◆ ITEM DA TAREFA:
No texto sobre o PIB do terceiro trimestre, qual foi a variação da agropecuária pelo lado da oferta?

◆ TEXTO EM ESTUDO:
------------------------------

Manoel Pires: Ressignificando o PIB

O governo comemorou a qualidade do PIB, apesar da queda da atividade econômica no terceiro trimestre. Mesmo considerando as atipicidades o PIB veio fraco indicando um cenário difícil pela frente. A tentativa de ressignificar o PIB não vem de hoje e não muda os fatos.


Coordenador do Observatório de Política Fiscal do FGV/IBRE e pesquisador da UnB.(Foto: Divulgação)

O IBGE informou que o PIB do terceiro trimestre caiu 0,1% em relação ao trimestre anterior. Pelo lado da oferta, a agropecuária apresentou queda de 8% enquanto a indústria ficou estagnada e os serviços, principal setor atingido pela pandemia, cresceu 1,1%.

O reflexo desse resultado pelo lado da demanda foi uma queda expressiva das exportações (-9,8%) e a estagnação dos investimentos (-0,1%). O consumo das famílias e do governo cresceram, respectivamente, 0,9% e 0,8% em relação ao trimestre anterior.

Muitas vezes os indicadores trimestrais sofrem algum tipo de efeito estatístico como o procedimento de dessazonalização dos dados ou são afetados por questões pontuais que podem distorcer o quadro. Assim, é útil observar que o resultado acumulado em quatro trimestres apontou expansão de 3,9%. O ano deve fechar com crescimento em torno de 4,7%, mas esse crescimento é resultado da recuperação ocorrida no início do ano. Na margem, o PIB estagnou indicando que a atividade econômica está muito fraca.

------------------------------

◆ ENTRADAS FORNECIDAS:
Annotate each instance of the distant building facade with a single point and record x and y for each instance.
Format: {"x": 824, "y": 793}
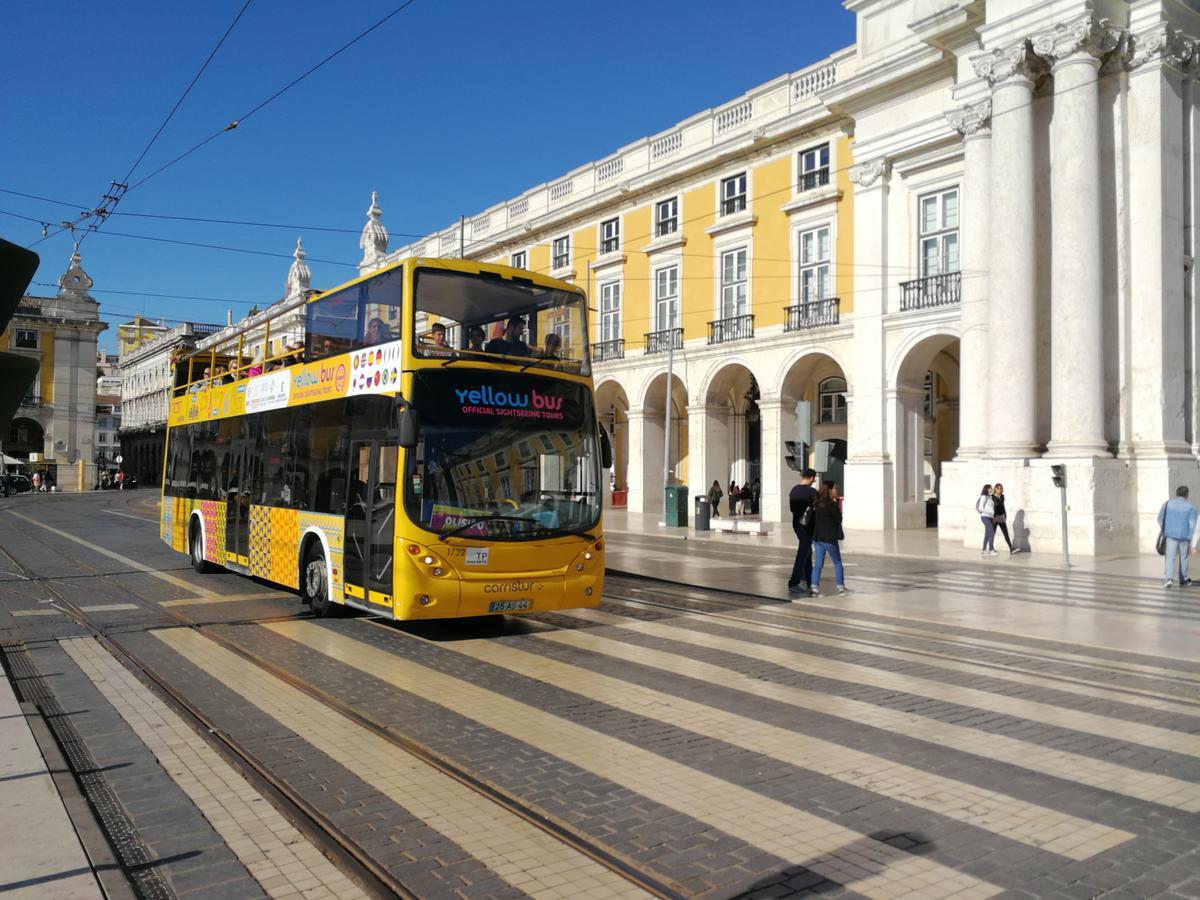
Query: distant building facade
{"x": 964, "y": 246}
{"x": 54, "y": 426}
{"x": 145, "y": 397}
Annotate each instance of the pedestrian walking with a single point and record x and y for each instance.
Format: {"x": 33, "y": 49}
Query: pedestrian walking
{"x": 826, "y": 534}
{"x": 801, "y": 501}
{"x": 714, "y": 498}
{"x": 1000, "y": 516}
{"x": 1177, "y": 525}
{"x": 987, "y": 509}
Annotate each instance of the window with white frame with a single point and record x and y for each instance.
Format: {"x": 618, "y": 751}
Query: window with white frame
{"x": 666, "y": 298}
{"x": 814, "y": 167}
{"x": 666, "y": 217}
{"x": 733, "y": 283}
{"x": 561, "y": 252}
{"x": 610, "y": 311}
{"x": 939, "y": 214}
{"x": 733, "y": 193}
{"x": 832, "y": 393}
{"x": 610, "y": 235}
{"x": 815, "y": 269}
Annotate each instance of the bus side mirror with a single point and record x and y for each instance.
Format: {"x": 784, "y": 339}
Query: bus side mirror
{"x": 409, "y": 429}
{"x": 605, "y": 449}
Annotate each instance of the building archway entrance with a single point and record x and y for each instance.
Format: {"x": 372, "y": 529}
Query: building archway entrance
{"x": 924, "y": 415}
{"x": 612, "y": 408}
{"x": 25, "y": 437}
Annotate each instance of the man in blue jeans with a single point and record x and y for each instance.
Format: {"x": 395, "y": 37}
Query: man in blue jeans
{"x": 801, "y": 499}
{"x": 1177, "y": 520}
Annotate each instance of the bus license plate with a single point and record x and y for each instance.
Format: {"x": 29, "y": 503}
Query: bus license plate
{"x": 508, "y": 605}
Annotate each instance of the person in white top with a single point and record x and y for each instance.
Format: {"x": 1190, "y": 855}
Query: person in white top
{"x": 987, "y": 510}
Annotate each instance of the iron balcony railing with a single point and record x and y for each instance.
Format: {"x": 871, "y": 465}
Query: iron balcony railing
{"x": 663, "y": 341}
{"x": 736, "y": 328}
{"x": 814, "y": 179}
{"x": 931, "y": 291}
{"x": 813, "y": 313}
{"x": 605, "y": 351}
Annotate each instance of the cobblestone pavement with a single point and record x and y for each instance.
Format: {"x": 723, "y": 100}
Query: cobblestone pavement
{"x": 714, "y": 743}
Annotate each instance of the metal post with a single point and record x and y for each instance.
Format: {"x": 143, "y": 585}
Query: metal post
{"x": 666, "y": 421}
{"x": 1066, "y": 551}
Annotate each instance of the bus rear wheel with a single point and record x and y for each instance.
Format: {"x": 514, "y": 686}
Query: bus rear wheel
{"x": 315, "y": 582}
{"x": 196, "y": 550}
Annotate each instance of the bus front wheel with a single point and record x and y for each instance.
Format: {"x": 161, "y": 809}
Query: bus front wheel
{"x": 196, "y": 549}
{"x": 315, "y": 582}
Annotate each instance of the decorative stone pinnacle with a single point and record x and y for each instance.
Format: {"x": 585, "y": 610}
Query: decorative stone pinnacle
{"x": 373, "y": 240}
{"x": 1083, "y": 36}
{"x": 1165, "y": 45}
{"x": 865, "y": 174}
{"x": 299, "y": 277}
{"x": 1013, "y": 63}
{"x": 971, "y": 118}
{"x": 75, "y": 282}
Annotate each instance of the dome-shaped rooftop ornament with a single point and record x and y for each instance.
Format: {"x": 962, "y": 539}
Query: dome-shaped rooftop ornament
{"x": 75, "y": 283}
{"x": 299, "y": 277}
{"x": 375, "y": 235}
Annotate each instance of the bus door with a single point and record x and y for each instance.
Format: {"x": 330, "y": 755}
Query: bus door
{"x": 371, "y": 522}
{"x": 237, "y": 496}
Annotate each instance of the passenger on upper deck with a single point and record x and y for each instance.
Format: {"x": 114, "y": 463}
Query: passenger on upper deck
{"x": 511, "y": 342}
{"x": 377, "y": 333}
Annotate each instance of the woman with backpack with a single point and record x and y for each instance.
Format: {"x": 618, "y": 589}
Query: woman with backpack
{"x": 826, "y": 534}
{"x": 987, "y": 509}
{"x": 714, "y": 498}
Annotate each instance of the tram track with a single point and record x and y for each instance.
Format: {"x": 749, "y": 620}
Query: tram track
{"x": 647, "y": 592}
{"x": 355, "y": 861}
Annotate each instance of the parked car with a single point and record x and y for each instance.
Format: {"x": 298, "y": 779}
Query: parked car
{"x": 19, "y": 484}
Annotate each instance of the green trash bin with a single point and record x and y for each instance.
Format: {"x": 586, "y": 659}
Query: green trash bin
{"x": 677, "y": 505}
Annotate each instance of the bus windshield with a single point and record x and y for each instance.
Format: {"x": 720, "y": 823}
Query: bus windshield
{"x": 465, "y": 315}
{"x": 503, "y": 456}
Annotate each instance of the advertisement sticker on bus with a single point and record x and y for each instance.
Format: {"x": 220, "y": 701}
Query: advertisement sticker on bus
{"x": 268, "y": 391}
{"x": 375, "y": 370}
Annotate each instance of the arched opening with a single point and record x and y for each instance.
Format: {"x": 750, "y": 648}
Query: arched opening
{"x": 731, "y": 444}
{"x": 647, "y": 443}
{"x": 925, "y": 426}
{"x": 817, "y": 384}
{"x": 25, "y": 437}
{"x": 612, "y": 408}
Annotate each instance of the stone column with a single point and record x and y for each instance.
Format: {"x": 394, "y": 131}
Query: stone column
{"x": 1077, "y": 353}
{"x": 778, "y": 421}
{"x": 870, "y": 501}
{"x": 972, "y": 121}
{"x": 1157, "y": 189}
{"x": 1012, "y": 377}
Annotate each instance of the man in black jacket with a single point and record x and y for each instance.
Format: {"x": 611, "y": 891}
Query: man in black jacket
{"x": 801, "y": 501}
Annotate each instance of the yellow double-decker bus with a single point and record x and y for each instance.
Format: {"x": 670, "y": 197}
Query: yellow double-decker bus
{"x": 427, "y": 449}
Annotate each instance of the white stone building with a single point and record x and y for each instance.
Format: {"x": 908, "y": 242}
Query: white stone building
{"x": 967, "y": 241}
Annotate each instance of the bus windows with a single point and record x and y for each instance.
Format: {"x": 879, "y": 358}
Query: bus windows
{"x": 507, "y": 317}
{"x": 365, "y": 315}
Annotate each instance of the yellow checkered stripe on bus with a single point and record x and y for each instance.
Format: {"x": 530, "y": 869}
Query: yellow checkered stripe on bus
{"x": 274, "y": 545}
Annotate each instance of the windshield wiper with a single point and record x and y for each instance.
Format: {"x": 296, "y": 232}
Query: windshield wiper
{"x": 538, "y": 527}
{"x": 475, "y": 520}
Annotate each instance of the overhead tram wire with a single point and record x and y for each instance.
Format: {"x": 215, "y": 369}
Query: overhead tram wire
{"x": 233, "y": 124}
{"x": 119, "y": 189}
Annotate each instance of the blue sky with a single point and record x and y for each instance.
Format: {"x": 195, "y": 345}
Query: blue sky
{"x": 445, "y": 109}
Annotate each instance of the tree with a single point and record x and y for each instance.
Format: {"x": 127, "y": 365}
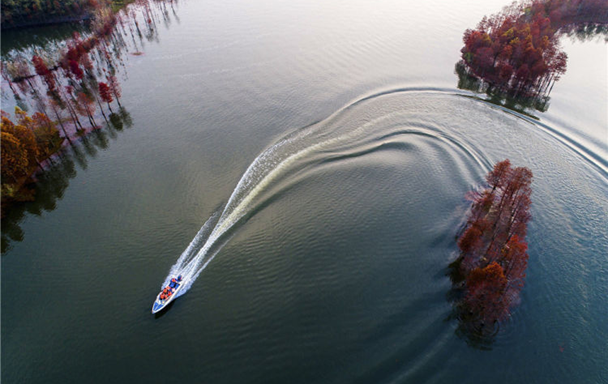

------------------------------

◆ RESPOSTA DO EXERCÍCIO:
Queda de 8%.